── Given text

The Eighth Circuit Court of Appeals has joined at least five of its brethren in establishing a materiality component to claims made under the Fair Debt Collection Practices Act.
The Eighth Circuit last week upheld a lower court summary judgment in favor of a collection agency that was sued for allegedly violating the FDCPA.
A copy of the ruling in Hill v. Accounts Receivable Services, LLC, can be accessed by clicking here.
The plaintiff in this case, Paul Hill, was sued by the defendant, Accounts Receivable Services, for an unpaid medical debt on behalf of the defendant’s client. Hill challenged the authenticity of exhibits supplied Accounts Receivable Services that documented the assignment of the account, and won. Hill subsequently filed a lawsuit against Accounts Receivable Services, alleging that the agency violated Section 1692(e) of the FDCPA, which states, in part, “[a] debt collector may not use any false, deceptive, or misleading representation or means in connection with the collection of any debt.” That section includes a subpart, which includes a prohibition on threatening “to take any action that cannot legally be taken or that is not intended to be taken.”
The lower court ruled that because the statements made by Accounts Receivable Services were not material, they did not rise to the level of an FDCPA violation. Hill appealed that ruling and the Eighth Circuit has joined a number of other Appeals Courts in ruling that a statement must be material in order to constitute an FDCPA violation.
Losing the original lawsuit it filed against Hill does not mean that Accounts Receivable Services automatically violated the FDCPA by filing the suit in the first place.

────

Work instruction: Carry on the article on the Eighth Circuit's materiality ruling under the Fair Debt Collection Practices Act from the point where it stops. The records below the text were drawn from an unrelated source.

── Dataset

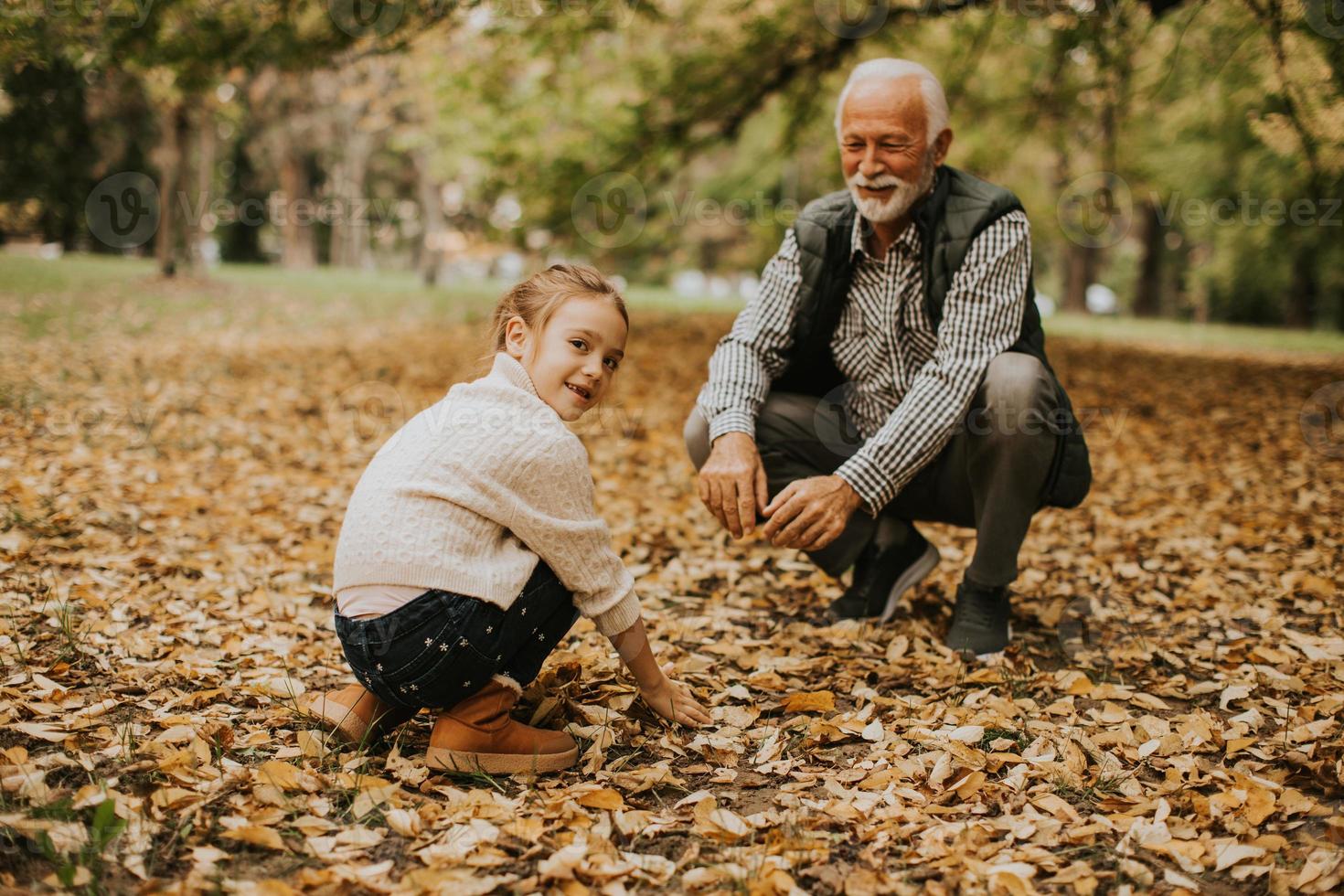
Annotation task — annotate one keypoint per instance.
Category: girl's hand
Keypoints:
(674, 701)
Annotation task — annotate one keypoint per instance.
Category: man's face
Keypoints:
(884, 148)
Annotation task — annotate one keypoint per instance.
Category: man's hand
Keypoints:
(811, 513)
(732, 483)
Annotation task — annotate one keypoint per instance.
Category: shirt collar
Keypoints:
(511, 369)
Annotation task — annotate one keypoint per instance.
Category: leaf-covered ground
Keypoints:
(1168, 716)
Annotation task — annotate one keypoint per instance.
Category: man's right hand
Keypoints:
(732, 483)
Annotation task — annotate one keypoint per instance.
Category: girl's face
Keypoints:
(572, 359)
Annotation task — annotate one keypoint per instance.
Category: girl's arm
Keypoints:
(669, 699)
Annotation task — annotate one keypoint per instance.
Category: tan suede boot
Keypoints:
(477, 735)
(357, 715)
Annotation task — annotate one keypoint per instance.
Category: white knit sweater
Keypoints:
(472, 491)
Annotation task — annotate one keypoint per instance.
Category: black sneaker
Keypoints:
(882, 575)
(980, 624)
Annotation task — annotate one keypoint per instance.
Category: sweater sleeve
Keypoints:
(552, 515)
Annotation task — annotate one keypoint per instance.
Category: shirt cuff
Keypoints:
(875, 489)
(620, 617)
(731, 421)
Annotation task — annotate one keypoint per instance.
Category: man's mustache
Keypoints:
(875, 183)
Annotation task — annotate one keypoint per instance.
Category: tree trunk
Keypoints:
(1080, 272)
(297, 249)
(1304, 293)
(432, 218)
(171, 240)
(1148, 291)
(349, 229)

────

Answer box:
Among the statements that Hill alleged were false were:
- although the conciliation court complaint alleged that Hill owed $3,687.62 on an account stated, that amount included statutory interest that would not have been on the account stated Hill received
- one of the documents submitted to the conciliation court falsely stated that Accounts Receivable is a division of Allina
- two documents stated that the assignment was “hereby” made from Allina to Accounts Receivable, which could not be true because only one document could assign the rights
- one document stated that Accounts Receivable was to “select an experienced agency to pursue collection of the accounts,” which it did not do
From the Eighth Circuit’s ruling:
Accounts Receivable’s inadequate documentation of the assignment did not constitute a materially false representation, and the other alleged inaccuracies in the exhibits are not material.
From a review of the case by Hinshaw & Culbertson:
By affirming dismissal, the Eighth Circuit joins the Third, Fourth, Sixth, Seventh and Ninth Circuits in requiring a consumer to prove not only that a violation of the FDCPA has occurred, but also that the violation was material. The decision increases jurisdictions in which debt collectors can defend purely technical violations of FDCPA on material grounds.